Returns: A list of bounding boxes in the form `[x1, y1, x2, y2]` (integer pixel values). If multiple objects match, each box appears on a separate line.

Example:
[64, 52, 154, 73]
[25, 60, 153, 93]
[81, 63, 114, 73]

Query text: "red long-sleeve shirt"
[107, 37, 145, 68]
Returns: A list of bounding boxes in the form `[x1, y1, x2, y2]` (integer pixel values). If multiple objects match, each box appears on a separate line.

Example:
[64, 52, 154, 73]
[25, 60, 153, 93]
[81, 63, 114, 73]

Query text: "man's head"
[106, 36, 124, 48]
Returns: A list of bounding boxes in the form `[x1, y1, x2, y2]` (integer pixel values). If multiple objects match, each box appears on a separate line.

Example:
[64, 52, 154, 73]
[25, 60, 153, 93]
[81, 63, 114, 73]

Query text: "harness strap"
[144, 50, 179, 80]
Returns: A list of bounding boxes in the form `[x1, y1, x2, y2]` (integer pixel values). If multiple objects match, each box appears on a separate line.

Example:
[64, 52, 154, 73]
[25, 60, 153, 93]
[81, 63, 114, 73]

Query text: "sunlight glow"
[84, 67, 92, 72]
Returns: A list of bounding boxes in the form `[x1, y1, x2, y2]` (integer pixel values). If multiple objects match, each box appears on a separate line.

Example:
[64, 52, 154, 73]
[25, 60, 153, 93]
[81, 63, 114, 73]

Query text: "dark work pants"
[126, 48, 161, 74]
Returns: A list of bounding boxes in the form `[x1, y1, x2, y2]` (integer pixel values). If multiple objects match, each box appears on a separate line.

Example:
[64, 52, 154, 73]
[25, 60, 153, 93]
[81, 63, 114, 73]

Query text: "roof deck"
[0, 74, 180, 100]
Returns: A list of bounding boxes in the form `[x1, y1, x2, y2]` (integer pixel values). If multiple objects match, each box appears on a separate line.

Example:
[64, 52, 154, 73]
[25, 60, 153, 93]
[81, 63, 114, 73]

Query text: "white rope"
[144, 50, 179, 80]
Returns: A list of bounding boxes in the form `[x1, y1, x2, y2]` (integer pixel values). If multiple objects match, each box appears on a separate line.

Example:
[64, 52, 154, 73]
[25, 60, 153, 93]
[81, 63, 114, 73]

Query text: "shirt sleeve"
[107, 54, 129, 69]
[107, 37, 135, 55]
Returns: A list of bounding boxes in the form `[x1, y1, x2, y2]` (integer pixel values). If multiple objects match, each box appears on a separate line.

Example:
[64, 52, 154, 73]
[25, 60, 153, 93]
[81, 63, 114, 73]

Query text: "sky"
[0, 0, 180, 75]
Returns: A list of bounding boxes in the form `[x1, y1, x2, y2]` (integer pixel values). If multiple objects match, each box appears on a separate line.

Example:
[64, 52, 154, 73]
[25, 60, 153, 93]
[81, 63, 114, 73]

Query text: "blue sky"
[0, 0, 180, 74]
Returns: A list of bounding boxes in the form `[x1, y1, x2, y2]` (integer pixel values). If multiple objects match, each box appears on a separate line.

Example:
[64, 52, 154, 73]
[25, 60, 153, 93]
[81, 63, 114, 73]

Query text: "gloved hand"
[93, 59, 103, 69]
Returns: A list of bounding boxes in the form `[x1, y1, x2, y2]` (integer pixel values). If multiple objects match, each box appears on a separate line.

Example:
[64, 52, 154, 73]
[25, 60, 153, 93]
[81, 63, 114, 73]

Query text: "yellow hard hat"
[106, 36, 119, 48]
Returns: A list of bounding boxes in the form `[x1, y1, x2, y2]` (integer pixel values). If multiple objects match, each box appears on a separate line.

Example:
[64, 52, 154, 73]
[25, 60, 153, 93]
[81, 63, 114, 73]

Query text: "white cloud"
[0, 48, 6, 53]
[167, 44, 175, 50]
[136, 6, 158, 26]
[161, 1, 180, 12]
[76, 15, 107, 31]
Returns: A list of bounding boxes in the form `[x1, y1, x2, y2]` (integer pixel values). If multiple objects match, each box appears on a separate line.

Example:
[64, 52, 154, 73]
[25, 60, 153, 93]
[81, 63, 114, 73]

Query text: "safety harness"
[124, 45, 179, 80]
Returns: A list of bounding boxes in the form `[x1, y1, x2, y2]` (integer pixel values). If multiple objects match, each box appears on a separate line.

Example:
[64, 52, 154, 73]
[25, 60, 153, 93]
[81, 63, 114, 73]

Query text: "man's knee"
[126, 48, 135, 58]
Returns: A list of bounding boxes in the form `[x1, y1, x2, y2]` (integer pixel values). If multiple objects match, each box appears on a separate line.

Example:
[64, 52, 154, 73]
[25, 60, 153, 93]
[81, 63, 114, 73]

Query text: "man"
▬▬▬▬▬▬
◆ **To be done**:
Recast every one of the lines above as a JSON list of strings, one string per line, leaving out the blank lines.

◆ **Reply to the task**:
[
  "Returns: A list of bounding boxes in the form `[x1, y1, x2, y2]` (integer pixel values). If multiple objects match, each box appears on a separate line.",
  "Example:",
  "[64, 52, 154, 73]",
  "[25, 60, 153, 93]",
  "[81, 63, 114, 73]",
  "Query text: \"red long-sleeve shirt\"",
  "[107, 37, 145, 68]",
  "Returns: A list of bounding boxes in the form `[x1, y1, x2, y2]` (integer pixel values). If multiple objects match, each box appears on a separate line.",
  "Example:",
  "[64, 52, 154, 73]",
  "[25, 60, 153, 93]",
  "[81, 63, 114, 73]",
  "Query text: \"man's head\"",
  "[106, 36, 124, 48]",
  "Returns: A list of bounding boxes in the form `[x1, y1, x2, y2]` (integer pixel values). If multiple objects match, each box appears on a separate line.",
  "Example:",
  "[64, 52, 154, 73]",
  "[25, 60, 153, 93]",
  "[81, 63, 114, 73]",
  "Query text: \"harness strap\"",
  "[144, 50, 179, 80]",
  "Returns: A list of bounding boxes in the form `[x1, y1, x2, y2]` (integer pixel values). If multiple objects match, each box appears on a separate line.",
  "Example:",
  "[64, 52, 154, 73]",
  "[25, 60, 153, 93]",
  "[81, 63, 114, 73]",
  "Query text: \"sunlight glow\"",
  "[84, 67, 92, 72]",
  "Returns: A list of bounding boxes in the form `[x1, y1, x2, y2]` (integer pixel values). If multiple objects match, each box appears on a separate line.",
  "Example:",
  "[64, 52, 154, 73]",
  "[25, 60, 153, 93]",
  "[81, 63, 114, 73]",
  "Query text: \"dark work pants\"",
  "[126, 48, 161, 74]",
  "Returns: A list of bounding boxes in the form `[x1, y1, x2, y2]` (integer pixel values). If multiple objects match, each box appears on a separate line.",
  "Example:",
  "[64, 52, 154, 73]",
  "[25, 60, 153, 93]",
  "[81, 63, 114, 73]",
  "Query text: \"roof deck\"",
  "[0, 74, 180, 100]",
  "Returns: A list of bounding boxes in the form `[x1, y1, x2, y2]` (integer pixel values). If multiple objects match, each box appears on a separate line.",
  "Example:",
  "[64, 52, 154, 73]",
  "[25, 60, 153, 93]",
  "[81, 63, 114, 73]",
  "Query text: \"white rope\"",
  "[144, 50, 179, 80]",
  "Returns: A list of bounding boxes in the form `[x1, y1, x2, y2]` (integer pixel values). If multiple objects match, each box appears on a separate line.",
  "Example:",
  "[64, 52, 154, 73]",
  "[25, 60, 153, 93]",
  "[81, 63, 114, 73]",
  "Query text: \"shirt sleeve\"",
  "[107, 54, 129, 69]",
  "[107, 37, 135, 55]",
  "Returns: A list of bounding boxes in the form `[x1, y1, x2, y2]` (integer pixel values). If multiple objects match, each box appears on a separate line.",
  "Example:",
  "[64, 52, 154, 73]",
  "[25, 60, 153, 93]",
  "[81, 63, 114, 73]",
  "Query text: \"sky\"",
  "[0, 0, 180, 75]",
  "Returns: A list of bounding boxes in the form `[x1, y1, x2, y2]` (integer pixel values). If multiple objects match, each box appears on a separate line.",
  "Example:",
  "[64, 52, 154, 73]",
  "[25, 60, 153, 93]",
  "[81, 63, 114, 73]",
  "Query text: \"blue sky\"",
  "[0, 0, 180, 74]",
  "Returns: A list of bounding boxes in the form `[x1, y1, x2, y2]` (integer pixel values). If multiple objects match, each box appears on a separate line.",
  "Example:",
  "[64, 52, 154, 73]",
  "[25, 60, 153, 93]",
  "[81, 63, 114, 73]",
  "Query text: \"gloved hand\"",
  "[93, 59, 103, 69]",
  "Returns: A list of bounding boxes in the form `[x1, y1, x2, y2]` (integer pixel values). If multiple objects match, each box appears on a separate line.",
  "Example:",
  "[64, 52, 154, 73]",
  "[25, 60, 153, 93]",
  "[81, 63, 114, 73]",
  "Query text: \"yellow hard hat\"",
  "[106, 36, 119, 48]",
  "Returns: A list of bounding boxes in the form `[x1, y1, x2, y2]` (integer pixel values). If multiple objects match, each box appears on a separate line.",
  "Example:",
  "[64, 52, 154, 73]",
  "[25, 60, 153, 93]",
  "[81, 63, 114, 73]",
  "Query text: \"white cloud\"",
  "[0, 48, 6, 53]",
  "[167, 44, 175, 50]",
  "[136, 6, 158, 26]",
  "[161, 1, 180, 12]",
  "[76, 15, 107, 31]",
  "Returns: A list of bounding boxes in the form `[x1, y1, x2, y2]` (integer pixel values). If multiple objects match, each box appears on a separate line.",
  "Example:",
  "[64, 52, 154, 73]",
  "[25, 60, 153, 93]",
  "[81, 63, 114, 73]",
  "Query text: \"safety harness\"",
  "[124, 45, 179, 80]",
  "Returns: A list of bounding boxes in the form `[x1, y1, x2, y2]` (integer pixel values). If multiple objects match, each box appears on a separate line.",
  "Example:",
  "[64, 52, 154, 73]",
  "[25, 60, 153, 93]",
  "[81, 63, 114, 73]",
  "Query text: \"man's knee\"",
  "[126, 48, 135, 58]",
  "Returns: A list of bounding boxes in the form `[x1, y1, x2, y2]` (integer pixel values). If multiple objects match, each box appears on a separate line.",
  "Example:",
  "[64, 52, 154, 73]",
  "[25, 60, 153, 93]",
  "[81, 63, 114, 73]",
  "Query text: \"man\""
]